_Aim of the exercise_:
Write out word for word the part of the Code Generation page below that opens with the words containing "The Code Generation" and closes with "and refines them.".
===== Excerpt provided
Code Generation

Production-ready React/TypeScript component generation using LLM-first architecture with validation and quality scoring.

Overview

The Code Generation system (Epic 4) transforms shadcn/ui patterns into customized, production-ready React components based on design tokens and requirements. It uses a modern LLM-first 3-stage pipeline that generates complete components in a single pass, then validates and refines them.

Key Features:

🤖 LLM-First Generation - GPT-4 generates complete components with full context
✅ Automatic Validation - TypeScript + ESLint validation with LLM-based fixes
📊 Quality Scoring - Comprehensive quality metrics (0-100 scale)
⚡ Fast Performance - p50 <60s, p95 <90s target
📦 Complete Output - Component, Stories, Showcase, and App template
🔍 Full Observability - LangSmith tracing for debugging

Architecture

┌─────────────────────────────────────────────────────────────┐
│               Code Generation Pipeline (Epic 4)             │
└─────────────────────────────────────────────────────────────┘

Pattern + Tokens + Requirements (Epic 3 output)
==========
===== Source data
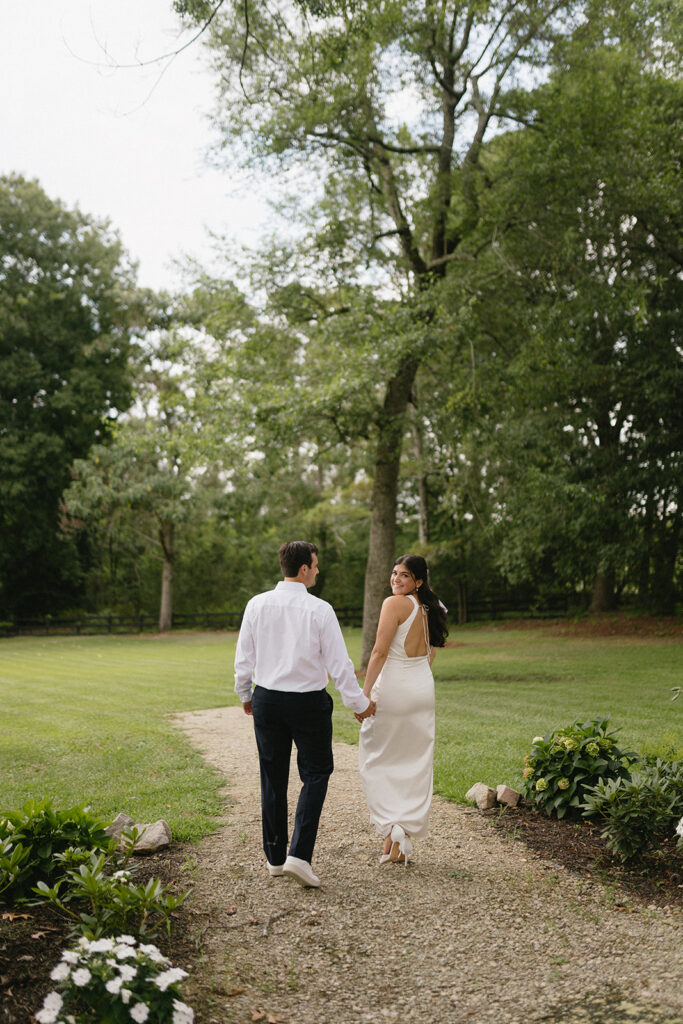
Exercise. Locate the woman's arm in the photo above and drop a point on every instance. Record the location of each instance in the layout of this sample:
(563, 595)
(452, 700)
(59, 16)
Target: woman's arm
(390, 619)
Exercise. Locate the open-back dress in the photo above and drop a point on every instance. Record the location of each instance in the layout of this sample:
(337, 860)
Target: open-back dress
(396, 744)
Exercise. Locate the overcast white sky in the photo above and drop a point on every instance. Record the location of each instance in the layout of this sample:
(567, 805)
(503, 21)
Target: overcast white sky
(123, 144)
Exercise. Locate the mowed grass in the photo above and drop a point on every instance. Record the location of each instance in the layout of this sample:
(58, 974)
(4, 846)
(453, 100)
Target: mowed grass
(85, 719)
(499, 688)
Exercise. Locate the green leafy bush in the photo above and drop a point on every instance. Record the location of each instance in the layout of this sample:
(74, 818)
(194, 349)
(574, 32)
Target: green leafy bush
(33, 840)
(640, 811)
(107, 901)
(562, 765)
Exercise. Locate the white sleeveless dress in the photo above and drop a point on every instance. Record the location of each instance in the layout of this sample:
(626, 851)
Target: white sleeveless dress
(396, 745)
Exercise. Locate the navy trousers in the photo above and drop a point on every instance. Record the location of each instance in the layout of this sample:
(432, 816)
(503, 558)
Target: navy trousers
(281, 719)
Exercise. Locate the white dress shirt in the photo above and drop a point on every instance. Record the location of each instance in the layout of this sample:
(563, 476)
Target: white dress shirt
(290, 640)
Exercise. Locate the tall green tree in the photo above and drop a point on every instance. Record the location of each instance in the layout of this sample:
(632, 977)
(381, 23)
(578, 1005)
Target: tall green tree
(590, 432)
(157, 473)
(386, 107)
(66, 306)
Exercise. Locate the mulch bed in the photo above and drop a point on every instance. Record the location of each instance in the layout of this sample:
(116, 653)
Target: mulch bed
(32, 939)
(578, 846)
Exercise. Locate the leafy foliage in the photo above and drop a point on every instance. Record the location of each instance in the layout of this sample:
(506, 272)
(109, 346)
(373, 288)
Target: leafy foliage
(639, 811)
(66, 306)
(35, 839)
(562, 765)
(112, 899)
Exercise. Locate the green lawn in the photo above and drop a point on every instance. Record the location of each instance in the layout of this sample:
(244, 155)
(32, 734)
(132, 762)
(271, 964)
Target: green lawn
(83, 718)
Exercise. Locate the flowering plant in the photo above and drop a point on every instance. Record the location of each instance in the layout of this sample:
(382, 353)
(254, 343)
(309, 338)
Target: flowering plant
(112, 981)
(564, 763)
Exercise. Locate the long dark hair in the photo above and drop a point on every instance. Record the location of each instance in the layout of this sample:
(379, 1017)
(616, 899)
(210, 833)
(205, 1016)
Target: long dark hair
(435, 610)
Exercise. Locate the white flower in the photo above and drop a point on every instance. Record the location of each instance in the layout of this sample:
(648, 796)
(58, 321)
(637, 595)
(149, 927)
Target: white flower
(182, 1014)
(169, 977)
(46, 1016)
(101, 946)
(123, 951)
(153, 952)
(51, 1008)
==========
_Solution for this task_:
The Code Generation system (Epic 4) transforms shadcn/ui patterns into customized, production-ready React components based on design tokens and requirements. It uses a modern LLM-first 3-stage pipeline that generates complete components in a single pass, then validates and refines them.